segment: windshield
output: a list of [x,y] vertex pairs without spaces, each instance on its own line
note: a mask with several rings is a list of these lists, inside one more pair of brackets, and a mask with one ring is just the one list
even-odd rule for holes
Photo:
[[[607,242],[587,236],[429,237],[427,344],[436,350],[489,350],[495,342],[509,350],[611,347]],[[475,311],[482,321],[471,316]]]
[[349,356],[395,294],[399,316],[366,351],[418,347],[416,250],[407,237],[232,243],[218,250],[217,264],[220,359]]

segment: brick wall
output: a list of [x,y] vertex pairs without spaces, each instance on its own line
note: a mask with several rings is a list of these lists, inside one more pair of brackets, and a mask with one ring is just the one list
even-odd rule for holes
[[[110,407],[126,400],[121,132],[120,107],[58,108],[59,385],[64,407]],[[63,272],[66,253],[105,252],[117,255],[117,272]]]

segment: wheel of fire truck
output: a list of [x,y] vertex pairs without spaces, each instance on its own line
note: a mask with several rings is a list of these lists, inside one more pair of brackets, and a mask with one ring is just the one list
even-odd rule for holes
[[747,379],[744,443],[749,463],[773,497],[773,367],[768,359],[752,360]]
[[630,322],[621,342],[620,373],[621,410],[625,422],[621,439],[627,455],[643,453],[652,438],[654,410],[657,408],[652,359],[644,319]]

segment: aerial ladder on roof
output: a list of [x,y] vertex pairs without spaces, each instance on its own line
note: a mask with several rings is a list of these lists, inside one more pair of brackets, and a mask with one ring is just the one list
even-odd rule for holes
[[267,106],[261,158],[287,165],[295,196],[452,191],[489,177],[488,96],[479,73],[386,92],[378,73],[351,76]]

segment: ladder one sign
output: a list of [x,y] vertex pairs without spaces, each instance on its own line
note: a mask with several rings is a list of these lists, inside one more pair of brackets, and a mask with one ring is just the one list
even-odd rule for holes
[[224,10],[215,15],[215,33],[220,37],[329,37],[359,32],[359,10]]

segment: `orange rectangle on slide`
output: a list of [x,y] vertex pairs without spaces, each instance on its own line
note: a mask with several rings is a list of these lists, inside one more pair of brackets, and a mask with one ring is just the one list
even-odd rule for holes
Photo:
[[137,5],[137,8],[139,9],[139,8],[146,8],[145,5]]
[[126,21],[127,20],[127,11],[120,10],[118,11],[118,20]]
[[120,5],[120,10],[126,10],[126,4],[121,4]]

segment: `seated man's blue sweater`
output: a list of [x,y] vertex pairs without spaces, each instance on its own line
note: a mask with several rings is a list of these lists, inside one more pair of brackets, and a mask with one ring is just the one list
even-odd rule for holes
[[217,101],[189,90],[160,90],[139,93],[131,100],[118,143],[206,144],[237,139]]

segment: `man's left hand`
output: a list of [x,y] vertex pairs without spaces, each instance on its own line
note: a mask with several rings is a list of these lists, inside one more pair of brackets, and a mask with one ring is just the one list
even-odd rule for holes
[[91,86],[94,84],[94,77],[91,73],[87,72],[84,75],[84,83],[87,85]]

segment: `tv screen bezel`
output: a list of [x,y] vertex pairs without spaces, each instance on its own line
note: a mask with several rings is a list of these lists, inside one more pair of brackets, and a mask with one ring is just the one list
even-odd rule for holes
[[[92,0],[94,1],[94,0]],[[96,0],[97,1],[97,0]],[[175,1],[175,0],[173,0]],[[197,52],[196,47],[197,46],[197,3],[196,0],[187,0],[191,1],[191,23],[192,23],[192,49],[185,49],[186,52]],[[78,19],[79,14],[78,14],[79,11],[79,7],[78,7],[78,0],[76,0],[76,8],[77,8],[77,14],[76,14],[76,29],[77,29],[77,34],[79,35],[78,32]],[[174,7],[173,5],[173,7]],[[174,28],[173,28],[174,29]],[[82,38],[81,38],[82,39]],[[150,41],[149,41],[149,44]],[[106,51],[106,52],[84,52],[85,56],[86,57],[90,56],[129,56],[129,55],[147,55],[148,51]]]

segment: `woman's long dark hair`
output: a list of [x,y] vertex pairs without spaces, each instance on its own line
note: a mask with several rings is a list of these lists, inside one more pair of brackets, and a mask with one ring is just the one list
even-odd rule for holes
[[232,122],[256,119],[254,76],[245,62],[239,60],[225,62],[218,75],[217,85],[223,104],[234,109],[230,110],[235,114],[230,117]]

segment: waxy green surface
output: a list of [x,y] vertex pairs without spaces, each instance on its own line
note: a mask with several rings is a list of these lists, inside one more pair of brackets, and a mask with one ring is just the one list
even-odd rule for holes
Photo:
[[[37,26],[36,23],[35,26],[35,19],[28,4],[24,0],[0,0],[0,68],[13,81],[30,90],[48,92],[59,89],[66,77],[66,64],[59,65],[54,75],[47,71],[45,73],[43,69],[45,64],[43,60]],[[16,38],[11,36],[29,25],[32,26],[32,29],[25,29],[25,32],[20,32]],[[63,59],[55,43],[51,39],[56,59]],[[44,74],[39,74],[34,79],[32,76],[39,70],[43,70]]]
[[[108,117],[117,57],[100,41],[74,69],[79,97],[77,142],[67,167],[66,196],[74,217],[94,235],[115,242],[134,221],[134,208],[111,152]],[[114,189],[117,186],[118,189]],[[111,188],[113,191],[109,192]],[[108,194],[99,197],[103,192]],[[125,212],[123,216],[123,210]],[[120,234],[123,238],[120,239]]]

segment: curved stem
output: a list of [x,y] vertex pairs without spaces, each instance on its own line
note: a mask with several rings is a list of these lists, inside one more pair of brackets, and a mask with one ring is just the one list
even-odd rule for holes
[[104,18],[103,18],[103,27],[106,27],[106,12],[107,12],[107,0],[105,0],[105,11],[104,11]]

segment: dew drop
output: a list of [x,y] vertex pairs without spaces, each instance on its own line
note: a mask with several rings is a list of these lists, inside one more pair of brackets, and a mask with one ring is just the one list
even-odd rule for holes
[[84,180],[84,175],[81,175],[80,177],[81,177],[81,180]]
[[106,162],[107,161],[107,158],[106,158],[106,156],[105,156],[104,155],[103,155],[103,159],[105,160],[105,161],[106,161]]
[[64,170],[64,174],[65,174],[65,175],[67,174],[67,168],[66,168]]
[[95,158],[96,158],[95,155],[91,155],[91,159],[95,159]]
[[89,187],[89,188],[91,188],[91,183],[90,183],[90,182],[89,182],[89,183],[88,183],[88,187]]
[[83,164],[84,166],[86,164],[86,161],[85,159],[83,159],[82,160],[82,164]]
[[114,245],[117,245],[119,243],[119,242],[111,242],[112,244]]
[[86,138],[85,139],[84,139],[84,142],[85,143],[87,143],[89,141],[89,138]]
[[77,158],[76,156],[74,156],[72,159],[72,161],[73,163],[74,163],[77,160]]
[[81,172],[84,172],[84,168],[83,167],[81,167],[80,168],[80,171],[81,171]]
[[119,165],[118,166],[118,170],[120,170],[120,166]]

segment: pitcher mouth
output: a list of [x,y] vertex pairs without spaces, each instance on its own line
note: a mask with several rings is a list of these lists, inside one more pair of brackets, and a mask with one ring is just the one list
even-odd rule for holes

> **GIVEN TASK**:
Reproduce all of the data above line for line, preserving every character without alteration.

> **COMPLETED EXERCISE**:
segment: windshield
output: a list of [x,y] vertex pairs without spaces, each instance on its own line
note: a mask with several rings is a list of these lists, inside one more pair of brackets, and a mask with one ring is just the one list
even-odd rule for holes
Photo:
[[[607,242],[587,236],[429,237],[427,344],[436,350],[489,350],[495,342],[509,350],[611,347]],[[475,311],[482,321],[471,316]]]
[[349,356],[395,294],[399,316],[366,351],[418,347],[416,250],[407,237],[232,243],[218,250],[217,264],[220,359]]

segment: brick wall
output: a list of [x,y] vertex pairs without spaces, each instance on its own line
note: a mask with several rings is a list of these lists, inside one more pair of brackets, and a mask with one ring is just the one list
even-odd rule for holes
[[[110,407],[126,400],[121,132],[120,107],[58,108],[59,385],[64,407]],[[63,272],[66,253],[105,252],[117,255],[117,272]]]

segment: wheel of fire truck
output: a list of [x,y] vertex pairs without spaces, each instance on its own line
note: a mask with several rings is a list of these lists, inside one more pair of brackets, and a mask with one ring is just the one list
even-odd rule for holes
[[747,379],[744,443],[749,463],[773,497],[773,367],[768,359],[752,360]]
[[630,322],[621,342],[620,373],[621,410],[625,422],[621,439],[627,455],[643,453],[652,438],[654,410],[657,408],[652,359],[644,319]]

segment: aerial ladder on roof
output: a list of [x,y] vertex pairs without spaces, each instance on its own line
note: a mask with several rings is a list of these lists, inside one more pair of brackets, and a mask with one ring is just the one list
even-odd rule for holes
[[267,106],[261,158],[287,165],[295,196],[452,191],[489,177],[488,96],[479,73],[386,92],[378,73],[351,76]]

segment: ladder one sign
output: a list of [x,y] vertex pairs without spaces, each instance on its own line
note: a mask with several rings is a list of these lists, inside one more pair of brackets, and a mask with one ring is just the one list
even-odd rule for holes
[[224,10],[215,15],[215,33],[220,37],[329,37],[359,32],[359,10]]

segment: `orange rectangle on slide`
output: a list of [x,y] vertex pairs without spaces, each instance on its own line
note: a mask with several rings is a list of these lists, inside one more pair of brackets, and a mask with one ring is just the one list
even-odd rule for holes
Photo:
[[137,5],[137,8],[139,9],[139,8],[146,8],[145,5]]
[[126,21],[127,20],[127,11],[120,10],[118,11],[118,20]]
[[120,5],[120,10],[126,10],[126,4],[121,4]]

segment: `seated man's blue sweater`
output: a list of [x,y] vertex pairs without spaces, each instance on its own line
note: a mask with several rings is a list of these lists, inside one more pair of brackets, and a mask with one ring is just the one list
even-odd rule for holes
[[217,101],[189,90],[160,90],[139,93],[131,100],[118,143],[206,144],[237,139]]

segment: `man's left hand`
output: a list of [x,y] vertex pairs without spaces, each instance on its own line
note: a mask with several rings is a list of these lists, inside one more pair of brackets, and a mask with one ring is just the one list
even-odd rule for holes
[[91,86],[94,84],[94,77],[91,73],[87,72],[84,75],[84,83],[87,85]]

segment: `tv screen bezel`
output: a list of [x,y] vertex pairs without spaces, each instance on its own line
note: a mask with several rings is a list of these lists, inside one more pair of brackets, and a mask with one ring is just the one list
even-odd rule for holes
[[[92,0],[94,1],[94,0]],[[96,0],[97,1],[97,0]],[[175,1],[175,0],[173,0]],[[197,52],[196,47],[197,46],[197,3],[196,0],[187,0],[191,1],[191,23],[192,23],[192,49],[185,49],[186,52]],[[78,19],[79,14],[78,14],[79,11],[79,7],[78,7],[78,0],[76,0],[76,8],[77,8],[77,14],[76,14],[76,29],[77,29],[77,34],[79,35],[78,32]],[[174,7],[173,5],[173,7]],[[174,28],[173,28],[174,29]],[[82,38],[81,38],[82,39]],[[150,41],[149,41],[149,44]],[[106,51],[106,52],[84,52],[85,56],[86,57],[90,56],[129,56],[129,55],[147,55],[148,51]]]

segment: `woman's long dark hair`
output: a list of [x,y] vertex pairs without spaces, each instance on its own line
note: a mask with several rings is a list of these lists, inside one more pair of brackets, and a mask with one ring is just the one list
even-odd rule for holes
[[232,122],[256,119],[254,76],[245,62],[239,60],[225,62],[218,75],[217,85],[223,104],[234,109],[230,110],[235,114],[230,117]]

segment: waxy green surface
output: a list of [x,y] vertex pairs without spaces, each instance on its own line
note: a mask with several rings is a list of these lists, inside one more pair of brackets, and a mask with one ring is just the one list
even-odd rule for holes
Photo:
[[[37,26],[36,23],[35,26],[35,19],[28,4],[24,0],[0,0],[0,68],[13,81],[30,90],[48,92],[59,89],[66,77],[66,64],[59,65],[54,75],[47,71],[45,73],[43,69],[45,64],[43,60]],[[16,38],[11,36],[29,25],[32,26],[32,29],[25,29],[25,32],[20,32]],[[63,59],[55,43],[51,39],[56,59]],[[44,74],[39,74],[34,79],[32,76],[39,70],[43,70]]]
[[[108,117],[117,57],[100,41],[74,69],[79,97],[77,142],[67,167],[66,196],[74,217],[94,235],[115,242],[134,221],[134,208],[111,152]],[[114,189],[117,186],[118,189]],[[111,188],[113,191],[109,192]],[[108,194],[99,197],[103,192]],[[125,212],[123,216],[123,210]],[[120,234],[123,238],[120,239]]]

segment: curved stem
output: a list of [x,y] vertex pairs without spaces, each instance on its own line
note: a mask with several rings is a list of these lists, inside one more pair of brackets, and a mask with one ring is just the one list
even-odd rule for holes
[[104,18],[103,18],[103,27],[106,27],[106,12],[107,12],[107,0],[105,0],[105,11],[104,11]]

segment: dew drop
output: a list of [x,y] vertex pairs without spaces, each instance on its own line
note: a mask with several rings is a list of these lists, inside one more pair of brackets, and a mask with one ring is just the one list
even-odd rule for holes
[[84,180],[84,175],[81,175],[80,177],[81,177],[81,180]]
[[106,162],[107,161],[107,158],[106,158],[106,156],[105,156],[104,155],[103,155],[103,159],[105,160],[105,161],[106,161]]
[[64,170],[64,174],[65,174],[65,175],[67,174],[67,168],[66,168]]
[[95,158],[96,158],[95,155],[91,155],[91,159],[95,159]]
[[89,187],[89,188],[91,188],[91,183],[90,183],[90,182],[89,182],[89,183],[88,183],[88,187]]
[[83,164],[84,166],[86,164],[86,161],[85,159],[83,159],[82,160],[82,164]]
[[114,245],[117,245],[119,243],[119,242],[111,242],[112,244]]
[[86,138],[85,139],[84,139],[84,142],[85,143],[87,143],[89,141],[89,138]]
[[77,158],[76,156],[74,156],[72,159],[72,161],[73,163],[74,163],[77,160]]
[[81,172],[84,172],[84,168],[83,167],[81,167],[80,168],[80,171],[81,171]]
[[119,165],[118,166],[118,170],[120,170],[120,166]]

segment: pitcher mouth
output: a list of [x,y] vertex pairs without spaces, each instance on its own line
note: a mask with several rings is a list of these lists, inside one more pair of brackets, and a mask with one ring is just the one list
even-odd rule for holes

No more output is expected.